Ever since first pottering around the UK compiling his eye opening humorous account, Notes from A Small Island, this unashamedly Anglophilic Limey has endeared himself to the National Trust subbies and Badger huggers of Britain. Clearly charmed by his obvious fondness for their nutty, eccentric ways and his ,eye for a good poke he was able to distance himself just enough to gently laugh at and with the a country that could never do it to themselves. Owning a tweed jacket and a fond turn of phrase was definitely a way to transverse a Bryson a country that most of us still find bewildering, quirky, endearing and beautiful at times. And, it certainly is very easy to laugh at some of their ridiculous place names and customs.
Notes from a Small Island. it turns out, was the best-selling British travel book ever (as voted in a BBC poll), It was “the book that best represents Britain”. So, of course, a follow-up was inevitable – albeit 20 years later. On the cover of his new one, The Road to Little Dribbling: More Notes from A Small Island, there’s a colourful drawing of the white cliffs of the Seven Sisters, and the jolly John Bull-type fisherman from the 50’s Skegness seaside postcards. It’s a reference to Bryson’s own nostalgic mood as he takes off from the South Coast to make a long walk the length of the island, following a direct line from Bognor Regis to Cape Wrath, Scotland’s furthest tip. This line, if you run a ruler over the UK map is the longest ‘undisturbed’ line from the most southern to the most northern townships. The Bryson line. If Paul Thoreau is acerbic then Bryson is the opposite, if more cummudgingly. I’m not entirely sure if this is really a re-visit of his own reasons for trying to become a Pom or a reason to write a bit a an ageist grumble.
Bryson loves the Cotswold’s, etc. – the picture book Britain. It’s a real challenge to create this world. He grumbles at the decaying of the greengrocers, the postcard villages, and Torquay beach pier. Kiwis, who’ve been to Britain, bought their argyle sweaters and still wear them wil love this. It’s a very good whine at how the world is falling apart. He grumbles at anyone under 30, accusing them all as idiots and half wits. He hates food courts and bemoans the loss of grocery shops.
It’s no surprise that he starts off a Bognor Regis, in view of George V’s sharp assessment of the town, when he paid a visit to the place to benefit from its sea air. Upon returning to London, George, apparently refreshed, soon fell ill again – probably from coal smoke pollution and bad water. When his doctor suggested he once more should visit the seaside, the King tartly replied, “Bugger Bognor!”, and passed away.
When Bryson arrived on Britain’s shore, he says he found a country that was wholly strange, yet somehow marvellous, a feeling that has never left him. Yet, he’s now living in a country that he doesn’t recognize – a not-uncommon complaint of all of us moving inexorably toward the twilight of our years. He decides to become a fully fledged Brit, this man from the US Mid West. Bryson loves to talk about his UK Passport exam where he was required to pass a series of exams for which there were helpful “study guides “to aid the hapless alien. One example of the questions will suffice:
Manchester United is:
(a) a political party,
(b) a dance band,
(c) an English football team.

● **YOUR OBJECTIVE**:
Can you pick up the Bryson review where it stops and keep it going? You won't need any of the rows.

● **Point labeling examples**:
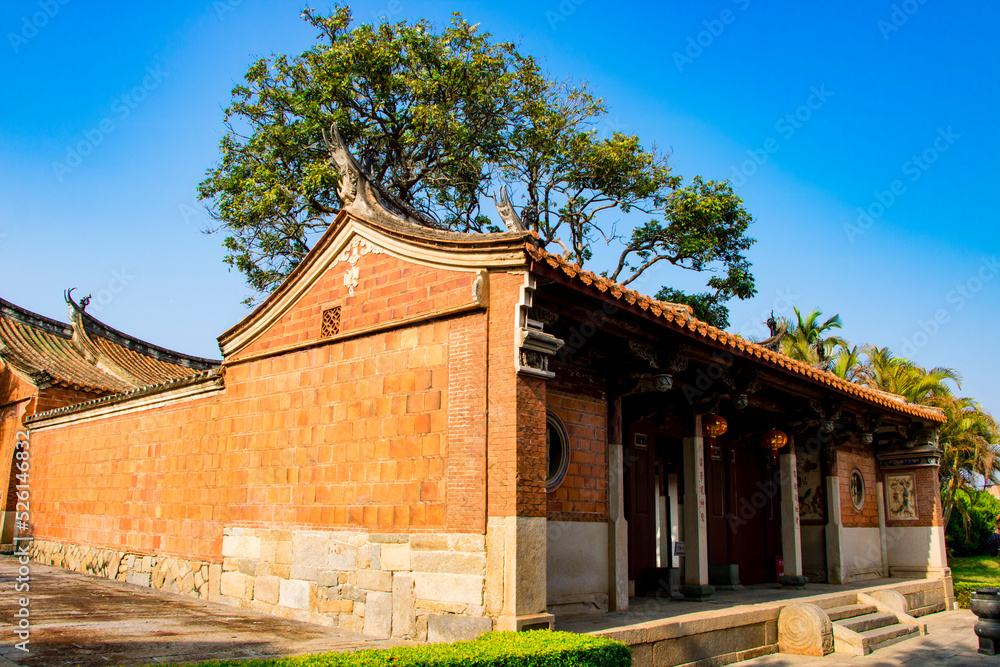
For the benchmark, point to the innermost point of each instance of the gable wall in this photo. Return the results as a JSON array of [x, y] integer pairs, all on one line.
[[384, 431], [385, 290]]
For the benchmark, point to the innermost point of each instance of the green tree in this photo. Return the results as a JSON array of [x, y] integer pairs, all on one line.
[[443, 119], [969, 441], [810, 340], [897, 375]]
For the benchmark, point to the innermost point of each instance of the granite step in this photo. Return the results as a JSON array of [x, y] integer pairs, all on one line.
[[862, 624], [849, 611]]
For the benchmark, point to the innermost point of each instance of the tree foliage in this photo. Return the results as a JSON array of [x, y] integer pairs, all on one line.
[[442, 120]]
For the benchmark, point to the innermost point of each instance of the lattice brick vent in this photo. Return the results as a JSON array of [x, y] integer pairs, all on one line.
[[331, 322]]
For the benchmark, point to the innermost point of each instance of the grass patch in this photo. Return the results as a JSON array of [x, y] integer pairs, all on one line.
[[970, 573], [540, 648]]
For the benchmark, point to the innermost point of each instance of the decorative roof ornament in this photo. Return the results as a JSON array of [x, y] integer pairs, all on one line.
[[359, 192], [507, 212], [778, 330]]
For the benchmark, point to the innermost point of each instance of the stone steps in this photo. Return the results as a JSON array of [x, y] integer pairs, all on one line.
[[862, 628]]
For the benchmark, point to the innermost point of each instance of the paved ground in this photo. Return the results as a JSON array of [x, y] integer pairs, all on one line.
[[949, 642], [79, 620]]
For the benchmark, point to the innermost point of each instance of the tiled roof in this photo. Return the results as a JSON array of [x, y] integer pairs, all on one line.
[[136, 361], [680, 318], [216, 374], [43, 349], [88, 354]]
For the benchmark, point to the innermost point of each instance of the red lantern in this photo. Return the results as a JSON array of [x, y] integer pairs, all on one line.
[[714, 425], [774, 440]]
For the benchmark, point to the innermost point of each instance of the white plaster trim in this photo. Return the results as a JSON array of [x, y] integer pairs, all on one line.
[[336, 251], [205, 388]]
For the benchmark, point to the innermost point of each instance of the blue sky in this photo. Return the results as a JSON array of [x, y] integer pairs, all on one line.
[[861, 135]]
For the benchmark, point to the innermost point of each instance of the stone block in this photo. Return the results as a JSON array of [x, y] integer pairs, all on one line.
[[242, 546], [375, 580], [138, 578], [468, 543], [214, 581], [310, 549], [351, 623], [448, 588], [237, 585], [378, 615], [449, 562], [335, 606], [403, 611], [429, 542], [394, 557], [267, 589], [449, 628], [294, 593], [342, 556]]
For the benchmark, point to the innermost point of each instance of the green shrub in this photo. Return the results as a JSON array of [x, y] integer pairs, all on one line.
[[539, 648], [965, 589], [982, 510]]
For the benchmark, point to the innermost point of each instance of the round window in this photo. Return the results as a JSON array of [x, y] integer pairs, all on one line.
[[856, 487], [557, 445]]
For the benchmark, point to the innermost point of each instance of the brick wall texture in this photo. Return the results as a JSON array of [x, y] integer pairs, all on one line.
[[583, 494], [929, 509], [850, 457], [384, 432]]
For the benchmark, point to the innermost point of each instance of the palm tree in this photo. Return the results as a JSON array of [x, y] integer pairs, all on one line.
[[896, 375], [848, 364], [969, 442], [807, 338]]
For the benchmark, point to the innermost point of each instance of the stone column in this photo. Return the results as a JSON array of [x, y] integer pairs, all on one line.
[[617, 531], [834, 523], [791, 533], [695, 517], [883, 537]]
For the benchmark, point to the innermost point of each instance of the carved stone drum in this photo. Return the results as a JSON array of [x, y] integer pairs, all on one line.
[[986, 605]]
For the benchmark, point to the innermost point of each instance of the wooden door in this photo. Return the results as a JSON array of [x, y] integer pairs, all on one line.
[[756, 520], [640, 508]]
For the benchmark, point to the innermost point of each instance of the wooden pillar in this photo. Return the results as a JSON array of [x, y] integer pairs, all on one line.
[[695, 516], [617, 525]]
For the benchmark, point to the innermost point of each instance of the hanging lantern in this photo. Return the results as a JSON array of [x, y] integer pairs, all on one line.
[[774, 440], [713, 426]]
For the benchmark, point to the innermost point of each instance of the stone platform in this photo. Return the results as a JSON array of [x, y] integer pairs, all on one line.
[[733, 626]]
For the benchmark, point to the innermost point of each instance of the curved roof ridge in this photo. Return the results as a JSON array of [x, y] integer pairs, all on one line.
[[735, 341], [32, 319], [91, 324]]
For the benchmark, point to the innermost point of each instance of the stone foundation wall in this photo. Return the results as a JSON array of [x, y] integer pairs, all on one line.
[[427, 587], [191, 578]]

● **TASK OUTPUT**:
He passed, receiving certification as a intellectually fit for life in modern Britain.
Bryson has always been an advocate of nature and its preservation and he dearly loves the countryside he rambles through, bemoaning the disappearance of hedgerows, wild flowers, sheep roaming over fells, churches, barns, even village shops, swept aside on economic grounds. And he’s certainly not a fan of Britain’s National Trust, after some chunky sweater refused to let him take a photo of an old lighthouse.
The observation, the wit, the geniality of Bryson’s inimitable words illuminate every chapter. Our hero finds himself crossing a field with a friend, who mentioned that there was a bull about 50 feet away. After he and his friend had run to the safety of the other side of the fence, Bryson petulantly inquired why a bull is allowed in a field with a footpath. His complaint was dismissed: “The real danger is cows. Cows kill a lot more people than bulls.” Bryson pursues the fact that cow-trampling is rare enough, but always reported in British papers, and completely ignored in the States, where death by shooting takes precedence. He claims that if he asked a British friend about their chances of being attacked by a cow, the friend would be aware of the danger. An American would reply, “Why would I be in a field with cows?”
Bryson loves London. Not just for its green spaces, its history, its diversity, its startling new skyline, its museums and galleries, but its Underground, of all things. Thank heaven he drew the line at its buses and endless road works. At the pinnacle of the great metropolis is Boris Johnson, “a man whose bumbling manner, whose very hair, is a monument to disorder. And somehow, it works.”
Now I'm not entirely sure that this new view of Britain through Bryson’s now more rheumy lens is really going to meet with the same overwhelming wave of approval that greeted his Small Island but... The Brits are a phlegmatic people, stiff upper and all that, brushing off criticism confidently and easily, but there will be exception taken to the author’s scornful dismissal of such precious gems as Eastleigh, Bournemouth and Lyme Regis, although he was enraptured by Widecome-in-the-Moor. And then, there was Salcombe, fashionable gem in the diadem of Devon. Bit too smart and jaunty for Big Bill’s liking. In the deli there, he ordered Brie and asparagus tart, made with organic cider, which infuriated him.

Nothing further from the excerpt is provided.